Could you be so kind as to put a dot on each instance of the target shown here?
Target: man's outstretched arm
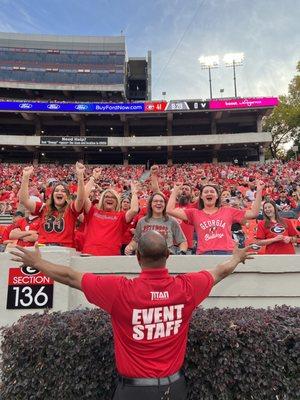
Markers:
(60, 273)
(226, 268)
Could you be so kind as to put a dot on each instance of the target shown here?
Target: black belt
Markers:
(151, 381)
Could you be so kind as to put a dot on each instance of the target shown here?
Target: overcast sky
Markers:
(178, 32)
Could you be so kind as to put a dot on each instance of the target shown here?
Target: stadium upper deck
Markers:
(220, 130)
(64, 67)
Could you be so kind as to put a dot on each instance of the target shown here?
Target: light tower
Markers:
(208, 62)
(234, 60)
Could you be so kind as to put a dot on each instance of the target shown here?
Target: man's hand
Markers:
(27, 171)
(27, 257)
(287, 239)
(79, 168)
(224, 269)
(241, 255)
(128, 250)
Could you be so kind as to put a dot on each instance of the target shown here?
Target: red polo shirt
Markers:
(150, 317)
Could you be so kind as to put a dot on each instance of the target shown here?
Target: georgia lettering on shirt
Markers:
(163, 230)
(156, 322)
(212, 226)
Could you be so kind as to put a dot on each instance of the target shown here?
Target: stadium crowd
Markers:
(200, 208)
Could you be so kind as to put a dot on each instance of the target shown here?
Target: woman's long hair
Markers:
(50, 204)
(149, 207)
(101, 199)
(277, 217)
(218, 201)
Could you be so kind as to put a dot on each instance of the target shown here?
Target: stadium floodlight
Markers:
(234, 60)
(209, 62)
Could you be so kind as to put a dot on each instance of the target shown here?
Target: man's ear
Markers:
(167, 254)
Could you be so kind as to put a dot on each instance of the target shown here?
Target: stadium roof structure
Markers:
(65, 67)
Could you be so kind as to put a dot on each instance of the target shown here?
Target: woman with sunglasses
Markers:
(276, 233)
(213, 222)
(105, 222)
(59, 214)
(157, 220)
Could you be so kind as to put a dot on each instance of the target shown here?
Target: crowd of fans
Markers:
(197, 207)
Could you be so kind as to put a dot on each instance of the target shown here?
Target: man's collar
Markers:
(152, 273)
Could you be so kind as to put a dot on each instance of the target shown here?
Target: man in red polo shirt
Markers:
(150, 314)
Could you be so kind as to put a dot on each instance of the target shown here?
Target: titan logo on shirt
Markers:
(156, 322)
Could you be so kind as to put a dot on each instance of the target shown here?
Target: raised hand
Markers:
(27, 257)
(241, 255)
(128, 250)
(97, 173)
(177, 187)
(154, 170)
(260, 185)
(133, 187)
(27, 171)
(79, 168)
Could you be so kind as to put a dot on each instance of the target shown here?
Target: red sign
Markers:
(155, 106)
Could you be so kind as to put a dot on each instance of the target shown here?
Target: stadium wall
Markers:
(264, 282)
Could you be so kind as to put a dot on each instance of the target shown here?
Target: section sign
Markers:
(28, 288)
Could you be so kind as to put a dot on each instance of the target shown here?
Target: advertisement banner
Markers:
(29, 288)
(56, 107)
(244, 103)
(155, 106)
(74, 140)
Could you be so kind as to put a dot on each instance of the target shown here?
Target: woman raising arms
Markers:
(105, 223)
(277, 234)
(157, 220)
(211, 221)
(59, 214)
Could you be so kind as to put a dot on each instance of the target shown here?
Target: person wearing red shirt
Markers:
(58, 215)
(26, 231)
(105, 224)
(211, 221)
(277, 234)
(150, 314)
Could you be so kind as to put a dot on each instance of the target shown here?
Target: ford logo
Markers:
(53, 106)
(25, 106)
(81, 107)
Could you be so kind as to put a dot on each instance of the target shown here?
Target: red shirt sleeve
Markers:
(201, 283)
(261, 233)
(190, 212)
(292, 231)
(101, 290)
(237, 215)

···

TASK OBJECTIVE →
Quote all the lines above exactly as given. Do not include the pictures.

EXERCISE SOLUTION →
Could you be so kind as to put a dot on each instance of the target shown here?
Target: man's outstretched arm
Markers:
(60, 273)
(226, 268)
Could you be so kind as to put a dot on each instance of the target shown here?
Target: black belt
Markers:
(151, 381)
Could you be so kind as to put a dot on each instance of the target shown here?
Target: overcast sky
Markers:
(178, 32)
Could you be so kind as to put a dot on each instance of the target shown here?
Target: stadium upper deck
Markers:
(220, 130)
(64, 67)
Could you be so kind as to put a dot on each instance of the target shown here?
Target: light tower
Markers:
(208, 62)
(234, 60)
Could you be so kind as to put a dot on each instance of the target shown here?
Target: man's hand
Markers:
(27, 171)
(27, 257)
(287, 239)
(79, 168)
(224, 269)
(241, 255)
(128, 250)
Could you be so kind as to put a dot on each instance of the target shown here?
Target: red polo shirt
Markers:
(150, 317)
Could you be so kind as to put a dot on each instance of the target shown here?
Target: georgia lettering on shirt
Markers:
(163, 230)
(156, 322)
(212, 226)
Could you be so kind as to put a dot on each instance of the target shown here?
Target: stadium crowd
Markers:
(200, 208)
Could you be so kind as to put a dot on each instance of the target shown here?
Target: woman's long hair
Markers:
(50, 204)
(149, 207)
(101, 199)
(277, 217)
(218, 201)
Could you be so kind as to put a dot on each instance of the target shown here?
Target: stadium floodlight
Markers:
(234, 60)
(209, 62)
Could you be so kind as to put a dot on each instance of the target shown here?
Target: man's ear
Markers:
(167, 254)
Could you be so kind as to put a dot on each instance of the target shown here?
Target: stadium roof structure
Markers:
(65, 67)
Could you be so kind as to put a dot on each instance of the target shown here?
Target: woman with sunglasses
Markers:
(276, 233)
(213, 222)
(105, 222)
(59, 214)
(157, 220)
Could you be so kind as to put a dot on each instance of the target shown here?
Target: crowd of fans
Markers:
(197, 207)
Could you be so kind as to put a dot on each instance of the target shown here?
Target: man's collar
Markers:
(152, 273)
Could you be so kind as to put a dot on each instance of the target shown here?
Target: man in red polo shirt
Markers:
(150, 314)
Could you be so kind as to put a dot on each instance of the target shown here?
Target: titan logo on shirt
Markers:
(156, 322)
Could you be so kind as to put a dot on each instance of the target shown here?
Target: raised hand
Markers:
(27, 257)
(241, 255)
(128, 250)
(97, 173)
(177, 187)
(154, 170)
(260, 185)
(133, 187)
(27, 171)
(79, 168)
Could you be so kind as to put a dot on each instance of the target shown here?
Target: red sign
Markers:
(155, 106)
Could you be so kind as to put a dot on each instance of the target shown here?
Target: stadium wall
Markers:
(264, 282)
Could you be so kind as to put a dot on each instance of the target shown here?
Target: section sign
Markers:
(28, 288)
Could you be so kind as to put a dot on each instance of the target shown here?
Target: advertisement banner
Markers:
(29, 288)
(56, 107)
(244, 103)
(155, 106)
(74, 140)
Could you be so kind as to put a dot on each instance of the target shown here?
Target: woman raising arms
Markers:
(105, 223)
(277, 234)
(157, 220)
(211, 221)
(59, 214)
Could you be so kind as to put a dot on each instance of the target shown here?
Target: person wearing red shirt
Markers:
(58, 215)
(26, 231)
(105, 224)
(211, 221)
(277, 234)
(150, 314)
Could you be so kind as to put a dot on each instance of the target shown here?
Target: ford logo
Markers:
(53, 106)
(25, 106)
(81, 107)
Could you be so kind as to put a dot on each instance of the target shown here?
Target: red shirt sleeve
Markers:
(201, 283)
(261, 233)
(190, 212)
(292, 231)
(101, 290)
(237, 215)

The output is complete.